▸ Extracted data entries
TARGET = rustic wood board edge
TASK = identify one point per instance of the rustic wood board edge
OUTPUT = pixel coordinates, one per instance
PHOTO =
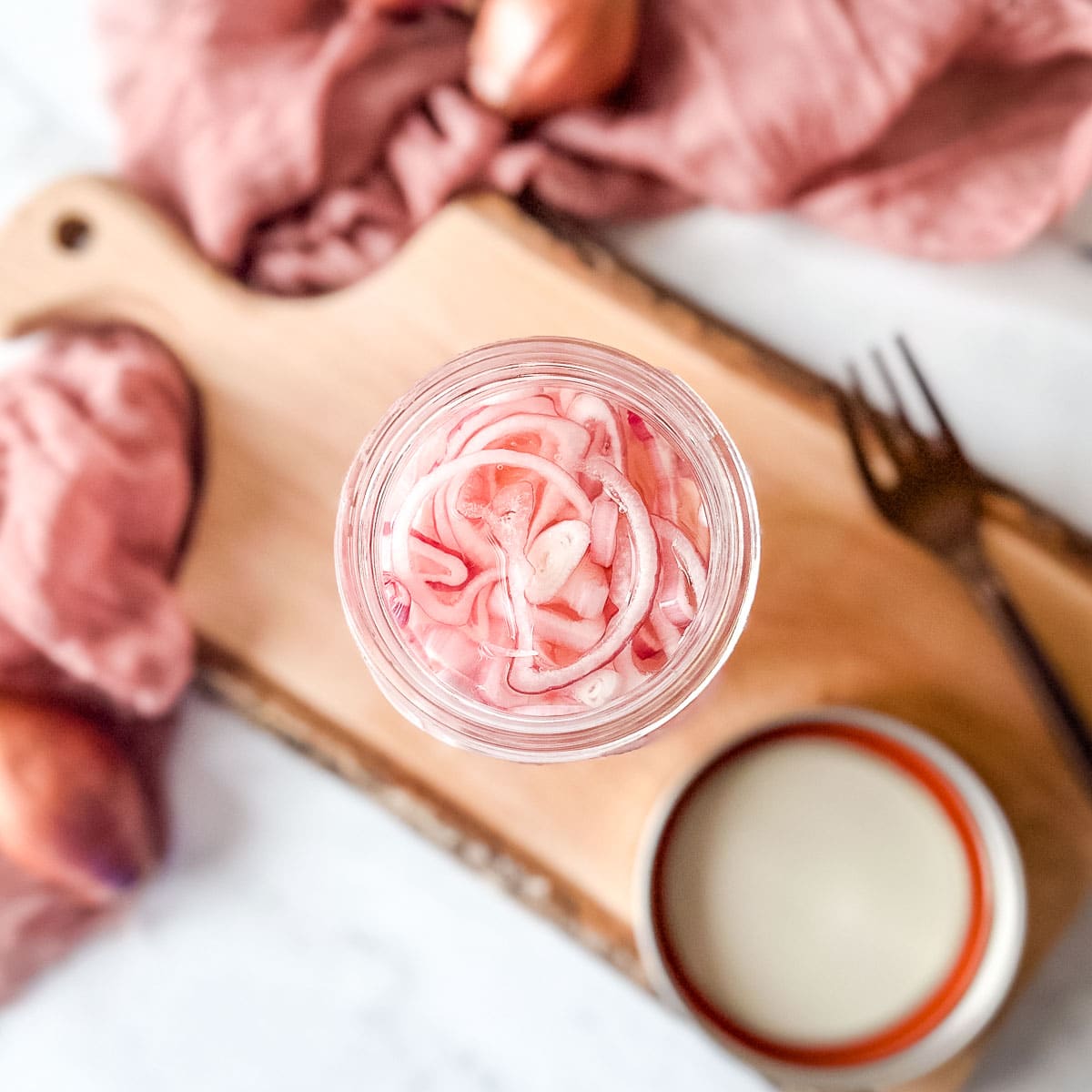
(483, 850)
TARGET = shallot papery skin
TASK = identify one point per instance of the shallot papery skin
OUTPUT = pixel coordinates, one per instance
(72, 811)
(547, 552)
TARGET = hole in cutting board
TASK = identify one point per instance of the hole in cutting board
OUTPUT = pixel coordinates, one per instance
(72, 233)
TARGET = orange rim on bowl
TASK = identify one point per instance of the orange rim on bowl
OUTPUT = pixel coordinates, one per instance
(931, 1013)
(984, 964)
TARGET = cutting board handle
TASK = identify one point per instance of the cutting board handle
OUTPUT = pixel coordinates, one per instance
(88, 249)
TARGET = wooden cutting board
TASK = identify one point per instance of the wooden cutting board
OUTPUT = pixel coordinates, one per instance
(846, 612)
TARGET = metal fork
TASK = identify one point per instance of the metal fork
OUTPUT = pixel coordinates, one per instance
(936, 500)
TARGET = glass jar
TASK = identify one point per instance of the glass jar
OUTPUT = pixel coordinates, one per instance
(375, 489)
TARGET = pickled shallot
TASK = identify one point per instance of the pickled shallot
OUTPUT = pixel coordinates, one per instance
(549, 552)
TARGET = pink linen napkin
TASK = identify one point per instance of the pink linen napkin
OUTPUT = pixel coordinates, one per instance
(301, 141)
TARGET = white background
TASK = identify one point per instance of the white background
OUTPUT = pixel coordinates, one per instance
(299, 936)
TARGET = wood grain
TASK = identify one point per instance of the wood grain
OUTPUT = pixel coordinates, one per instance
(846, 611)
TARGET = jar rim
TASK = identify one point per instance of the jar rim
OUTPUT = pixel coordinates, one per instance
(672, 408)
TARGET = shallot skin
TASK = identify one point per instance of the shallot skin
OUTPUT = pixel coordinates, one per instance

▸ Aim of the task
The data must be printed exactly, image-free.

▸ Worked solution
TARGET = rustic wood board edge
TASK = identify one point per instance of the rustic wood board edge
OUTPUT = pixel coordinates, one per instance
PHOTO =
(483, 850)
TARGET = shallot papery skin
TASK = identify one point per instance of the shallot papery skin
OUTPUT = pixel coordinates, one per instance
(72, 811)
(547, 552)
TARGET = hole in cutting board
TASK = identify one point per instance of the hole in cutting board
OUTPUT = pixel coordinates, one per instance
(72, 233)
TARGET = orange rim on bowl
TASK = identify one point per instance of the orange rim on bowl
OUTPUT = pixel coordinates, one per instance
(931, 1013)
(984, 964)
TARGET = cutting board handle
TASK = identify one point per instance of the cutting board handle
OUTPUT = pixel coordinates, one per instance
(88, 249)
TARGET = wooden cutting board
TASK = identify one point per instance of the wooden cutting board
OUTPUT = pixel coordinates, one per instance
(846, 612)
TARGET = metal fork
TASK = identify one point per instance of the metal fork
OUTPUT = pixel coordinates, one per instance
(936, 500)
TARGET = glass jar
TASK = identify one point per instance of the glass jar
OUTPUT = pixel coordinates, one per instance
(375, 489)
TARGET = pickled shallot
TASK = identify one point per instance of the pickled shallot
OUTPUT = pixel coordinates, one per instance
(549, 552)
TARGET = pink linen napkin
TASK = identify one point per instance of the pink linen napkin
OUTPUT = pixel coordinates, one per instance
(301, 141)
TARGET = white background
TASK = identify one point per instance of the white background
OUTPUT = pixel coordinates, one per instance
(299, 936)
TARGET = wood grain
TASK = identify one point per instance of the wood grain
OUTPUT = pixel coordinates, one per instance
(846, 611)
TARGET = jar rim
TASK = identify one point per instance of the jar rim
OUTPUT = pixel coordinates, one per instance
(672, 408)
TARGET = shallot skin
TASK = identify one point per instance of the shallot skin
OUTPUT = pixel coordinates, one per instance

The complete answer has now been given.